Reproducibility is nice, but so are other things: “Proponents should understand that reproducibility is a value but not an absolute value. As an example here, I believe it’s quite worthwhile for the community to see AlphaGoZero published even if the results are not necessarily easily reproduced.”

Additive conferences: What Langford proposes is adding some optional things to the community, like experimenting with whether reviewers can more effectively review papers if they also have access to code or data, and to explore how authors may or may not benefit from releasing code. These policies are essentially being trialled at ICML this year, he points out. “Is there a need for[sic] go further towards compulsory code submission?” he writes. “I don’t yet see evidence that default skeptical reviewers aren’t capable of weighing the value of reproducibility against other values in considering whether a paper should be published”.

Why this matters: I think figuring out how to strike a balance between maximizing reproducibility and minimizing potential harms is one of the main challenges of current AI research, so blog posts like this will help further this debate. It’s an important, difficult conversation to have.
  Read more: Code submission should be encouraged but not compulsory (John Langford blog).

- - -

▶ [What you need to do]
1. Decide whether each statement agrees with the passage on reproducibility, answering yes or no and quoting the words that settle it: (a) Reproducibility is described as an absolute value. (b) The policies Langford describes are being tried at ICML this year. (c) The linked blog post's title says code submission should be compulsory.
2. From the passage on reproducibility, copy the text from "Why this matters: I" to "conversation to have.".

- - -

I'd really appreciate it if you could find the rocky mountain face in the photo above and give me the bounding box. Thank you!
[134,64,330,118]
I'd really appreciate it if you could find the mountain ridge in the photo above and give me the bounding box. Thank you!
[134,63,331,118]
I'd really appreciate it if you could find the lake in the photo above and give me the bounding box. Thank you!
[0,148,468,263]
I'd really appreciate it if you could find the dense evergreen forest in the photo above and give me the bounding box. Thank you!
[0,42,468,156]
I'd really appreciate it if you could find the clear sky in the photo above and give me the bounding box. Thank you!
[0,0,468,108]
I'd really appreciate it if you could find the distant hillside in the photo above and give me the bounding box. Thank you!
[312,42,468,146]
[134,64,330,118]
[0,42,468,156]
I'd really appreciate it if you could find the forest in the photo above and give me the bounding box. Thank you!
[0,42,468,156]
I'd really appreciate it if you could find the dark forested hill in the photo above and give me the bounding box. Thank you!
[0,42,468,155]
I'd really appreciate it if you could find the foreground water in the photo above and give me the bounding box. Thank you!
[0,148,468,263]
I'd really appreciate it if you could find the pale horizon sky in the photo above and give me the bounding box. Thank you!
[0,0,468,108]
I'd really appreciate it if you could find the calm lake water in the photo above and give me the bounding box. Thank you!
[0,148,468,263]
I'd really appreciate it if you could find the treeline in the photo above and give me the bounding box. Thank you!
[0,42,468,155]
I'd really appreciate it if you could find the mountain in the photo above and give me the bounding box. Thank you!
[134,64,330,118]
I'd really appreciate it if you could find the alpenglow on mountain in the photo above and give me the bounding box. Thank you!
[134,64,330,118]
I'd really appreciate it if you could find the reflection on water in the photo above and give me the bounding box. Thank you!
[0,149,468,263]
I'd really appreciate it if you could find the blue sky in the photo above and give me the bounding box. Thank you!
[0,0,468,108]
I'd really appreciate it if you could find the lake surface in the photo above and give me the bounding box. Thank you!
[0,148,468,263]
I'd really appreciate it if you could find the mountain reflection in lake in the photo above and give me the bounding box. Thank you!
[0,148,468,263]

- - -

▶ [Answer list]
1.
(a) No: "reproducibility is a value but not an absolute value."
(b) Yes: "These policies are essentially being trialled at ICML this year"
(c) No: "Code submission should be encouraged but not compulsory"

2.
Why this matters: I think figuring out how to strike a balance between maximizing reproducibility and minimizing potential harms is one of the main challenges of current AI research, so blog posts like this will help further this debate. It’s an important, difficult conversation to have.